*Input data*.
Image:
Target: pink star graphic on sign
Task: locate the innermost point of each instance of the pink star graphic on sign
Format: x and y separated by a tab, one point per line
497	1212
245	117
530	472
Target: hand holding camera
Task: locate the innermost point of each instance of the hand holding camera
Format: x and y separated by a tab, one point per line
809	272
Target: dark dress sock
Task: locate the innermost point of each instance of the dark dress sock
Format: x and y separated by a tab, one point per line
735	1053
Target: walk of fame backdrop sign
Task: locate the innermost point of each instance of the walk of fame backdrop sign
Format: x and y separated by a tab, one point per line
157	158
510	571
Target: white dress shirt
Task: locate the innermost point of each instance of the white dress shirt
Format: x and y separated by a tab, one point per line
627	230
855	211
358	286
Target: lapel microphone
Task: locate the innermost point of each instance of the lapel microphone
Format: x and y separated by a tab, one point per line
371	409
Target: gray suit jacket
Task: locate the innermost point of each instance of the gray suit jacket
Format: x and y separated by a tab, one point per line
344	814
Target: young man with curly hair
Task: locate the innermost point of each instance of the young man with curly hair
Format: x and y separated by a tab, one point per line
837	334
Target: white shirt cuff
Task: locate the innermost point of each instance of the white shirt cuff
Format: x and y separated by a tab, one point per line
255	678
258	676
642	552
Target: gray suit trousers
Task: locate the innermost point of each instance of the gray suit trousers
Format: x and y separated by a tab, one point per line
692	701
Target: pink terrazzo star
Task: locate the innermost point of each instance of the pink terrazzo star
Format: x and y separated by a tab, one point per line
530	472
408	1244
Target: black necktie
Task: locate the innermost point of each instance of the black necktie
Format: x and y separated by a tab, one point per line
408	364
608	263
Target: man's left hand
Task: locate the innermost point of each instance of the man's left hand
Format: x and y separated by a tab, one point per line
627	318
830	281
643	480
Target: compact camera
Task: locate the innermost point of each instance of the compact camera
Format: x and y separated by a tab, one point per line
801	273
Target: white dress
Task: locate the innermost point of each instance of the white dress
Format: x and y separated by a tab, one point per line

*Task description*.
In the material above, find the line containing "Task: locate the innermost point of each instance of the lapel" and the line containing "Task: locate the innermost point of each instance of the young", then write out exactly those two lines and every line between them, and nothing more.

*Exercise answer*.
Task: locate the innermost point of each instance of the lapel microphone
Format: x and y separated by a tab, one point per line
371	409
Target: gray suit jacket
Task: locate the innermost point of each instance of the gray suit jacket
Format: x and y separated by a tab, one point per line
344	814
Target: young man with curly hair
Task: locate the innermost point of each instance of the young man with curly hair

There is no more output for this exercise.